**TEKST DOKUMENTU**
^^^^
Z wielkim zainteresowaniem oczekiwano w Bostonie wystąpienia Teresy Heinz, małżonki Johna Kerry’ego i osoby, której przypisuje się decydujący wpływ na podjęcie przez niego walki o Biały Dom. Ta urodzona w Mozambiku, wywodząca się z arystokratycznych niemieckich i portugalskich rodów poliglotka, intelektualistka oraz spadkobierczyni fortuny „królów keczupu”, Heinzów, jest bez wątpienia postacią niebanalną. Wszyscy oczekiwali jej debiutu w roli potencjalnej First Lady.
Zaprezentowała się – ku pewnemu zaskoczeniu – jako przede wszystkim… cudzoziemka, dla której Ameryka otworzyła ramiona i drzwi. Ona zaś stara się odpłacać za ciepło uczuć, jak potrafi. Stara się być dobrą Amerykanką, matką i żoną. Mówiąc o tym, co ją zafascynowało w Johnie Kerrym – a przypomnijmy, że związali się, gdy ona była wdową po tragicznej śmierci męża, znanego polityka republikańskiego i nadziei tej partii w batalii prezydenckiej, a on miał za sobą lata separacji – powiedziała, że jest „człowiekiem z pierwszej linii ognia, który zasłużył na swoje medale w bardzo staroświecki sposób: walcząc oko w oko z wrogiem”. To zrobiło odpowiednie wrażenie. Dała też do zrozumienia, że będzie wiernie wspierać męża w jego prezydenturze i przywództwie. To przywództwo powinno polegać na demonstrowaniu światu przez Stany Zjednoczone nie swoich frustracji ani lęków, ale optymizmu i nadziei.
Teresa pokazała się również jako osoba elokwentna, zorientowana w problemach edukacji, nauki i kultury, sytuacji amerykańskich rodzin oraz ochrony zdrowia. W finale dołączyli do niej dwaj synowie z pierwszego małżeństwa.
Jeden z nich, Andre Heinz, mówił o swoim ojczymie z nieukrywanym podziwem. W dobrym duchu, zapewniając o kwalifikacjach prezydenckich ojca, głos zabierały na konwencji Vanessa i Alexandra Kerry. Cała trójka zapowiedziała wspólnie biograficzny film o ich Daddy, sprawnie zrealizowany pod „opieką artystyczną” – uwaga – Stevena Spielberga, i z narracją słynnego murzyńskiego aktora Morgana Freemana, obdarzonego niezwykle sugestywnym, medialnym głosem. Produkcja ta to niewątpliwy wkład Hollywoodu w kampanię prezydencką.
^^^^
**DANE DO ANALIZY**

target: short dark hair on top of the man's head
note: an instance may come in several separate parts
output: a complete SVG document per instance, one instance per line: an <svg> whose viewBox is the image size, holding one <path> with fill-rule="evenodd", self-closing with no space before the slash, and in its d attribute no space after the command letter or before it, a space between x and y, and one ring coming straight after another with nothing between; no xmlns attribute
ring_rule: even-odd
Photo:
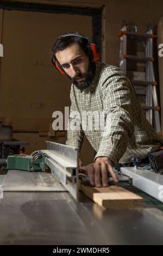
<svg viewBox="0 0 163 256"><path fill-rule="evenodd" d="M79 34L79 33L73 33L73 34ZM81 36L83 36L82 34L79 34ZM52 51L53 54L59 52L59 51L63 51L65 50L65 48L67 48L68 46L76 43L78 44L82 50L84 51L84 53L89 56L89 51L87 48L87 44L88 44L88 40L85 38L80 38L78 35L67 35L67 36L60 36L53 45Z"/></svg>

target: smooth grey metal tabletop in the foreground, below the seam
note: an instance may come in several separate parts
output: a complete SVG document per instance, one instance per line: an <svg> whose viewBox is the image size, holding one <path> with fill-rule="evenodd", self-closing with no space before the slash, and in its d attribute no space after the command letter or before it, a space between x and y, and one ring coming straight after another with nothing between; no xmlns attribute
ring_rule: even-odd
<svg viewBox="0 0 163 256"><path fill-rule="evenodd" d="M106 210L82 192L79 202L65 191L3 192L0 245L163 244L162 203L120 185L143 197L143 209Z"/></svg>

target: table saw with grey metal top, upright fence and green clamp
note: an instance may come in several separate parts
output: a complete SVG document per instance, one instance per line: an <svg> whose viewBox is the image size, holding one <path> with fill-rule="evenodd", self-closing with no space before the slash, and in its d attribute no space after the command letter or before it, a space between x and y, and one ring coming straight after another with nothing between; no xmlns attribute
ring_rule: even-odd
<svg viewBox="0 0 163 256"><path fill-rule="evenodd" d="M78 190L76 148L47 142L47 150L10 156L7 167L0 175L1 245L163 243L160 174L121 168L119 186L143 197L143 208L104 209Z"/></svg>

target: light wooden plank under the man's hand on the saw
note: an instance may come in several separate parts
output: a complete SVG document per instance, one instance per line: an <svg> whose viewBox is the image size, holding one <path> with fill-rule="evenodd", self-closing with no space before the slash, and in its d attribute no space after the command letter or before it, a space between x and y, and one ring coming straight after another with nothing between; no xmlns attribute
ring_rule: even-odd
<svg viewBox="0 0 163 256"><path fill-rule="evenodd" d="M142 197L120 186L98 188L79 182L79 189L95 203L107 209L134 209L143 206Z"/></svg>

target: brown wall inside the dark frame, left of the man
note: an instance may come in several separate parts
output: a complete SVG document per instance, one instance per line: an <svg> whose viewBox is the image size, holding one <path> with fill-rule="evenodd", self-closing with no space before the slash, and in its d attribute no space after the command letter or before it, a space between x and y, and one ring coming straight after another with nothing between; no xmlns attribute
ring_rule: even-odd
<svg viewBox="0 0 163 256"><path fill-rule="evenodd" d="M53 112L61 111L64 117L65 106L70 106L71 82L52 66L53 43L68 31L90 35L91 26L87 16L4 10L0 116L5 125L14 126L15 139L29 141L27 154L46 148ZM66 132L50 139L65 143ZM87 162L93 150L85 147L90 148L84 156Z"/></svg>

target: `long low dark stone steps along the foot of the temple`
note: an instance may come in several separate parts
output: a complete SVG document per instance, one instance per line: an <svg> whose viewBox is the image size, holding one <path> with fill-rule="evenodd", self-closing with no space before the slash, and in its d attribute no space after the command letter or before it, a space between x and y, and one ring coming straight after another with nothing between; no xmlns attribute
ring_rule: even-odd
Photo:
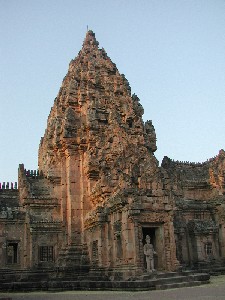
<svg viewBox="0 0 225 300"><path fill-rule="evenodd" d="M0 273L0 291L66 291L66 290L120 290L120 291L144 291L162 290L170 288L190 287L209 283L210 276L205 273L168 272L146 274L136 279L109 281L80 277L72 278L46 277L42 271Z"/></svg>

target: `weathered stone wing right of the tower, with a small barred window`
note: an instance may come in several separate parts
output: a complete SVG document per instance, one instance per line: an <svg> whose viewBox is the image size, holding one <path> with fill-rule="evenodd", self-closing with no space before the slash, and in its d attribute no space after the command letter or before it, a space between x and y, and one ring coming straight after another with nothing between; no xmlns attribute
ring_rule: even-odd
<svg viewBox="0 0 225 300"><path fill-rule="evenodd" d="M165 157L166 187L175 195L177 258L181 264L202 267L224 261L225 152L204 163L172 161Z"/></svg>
^^^^
**TWOJE ZADANIE**
Kontynuuj tekst o wystąpieniu Teresy Heinz, zaczynając od miejsca, w którym się kończy. Dane nie mają żadnego związku z tekstem o wystąpieniu Teresy Heinz.

**ODPOWIEDŹ**
Nadzieja w drodze…

John Edwards stał się gwiazdą trzeciego dnia konwencji. Występował i zachowywał się jak lider. Nie brakowało nawet uwag, że jest bardzo… prezydencki. Przystojny, swobodnie operujący argumentami, budzący sympatię stał się żywym dowodem, że jego wybór przez Kerry’ego na potencjalnego wiceprezydenta był trafny. Skoncentrował się na nadziei, jakiej potrzebuje dzisiejsza, podzielona Ameryka będąca, wśród wielu kontrastów, krajem przepaści między bogactwem a nędzą, między bałwochwalczym zadowoleniem a bezsilną frustracją, arystokracją możliwości i brakiem nadziei na wyrwanie się do lepszego życia. „Ameryka potrzebuje nadziei. Nadzieja jest w drodze”, zapewniał Edwards. Mówił jak facet z Południa, świadomy problemów, jakie Południe sygnalizuje i reprezentuje od dziesiątków lat. Z kwestiami równości rasowej, ludzkiej i obywatelskiej, o których wciąż trzeba przypominać. Taka jest rola Edwardsa w wyborczym tandemie. W Bostonie wywiązał się z niej celująco. Jego wystąpienie oceniono nawet lepiej niż Kerry’ego.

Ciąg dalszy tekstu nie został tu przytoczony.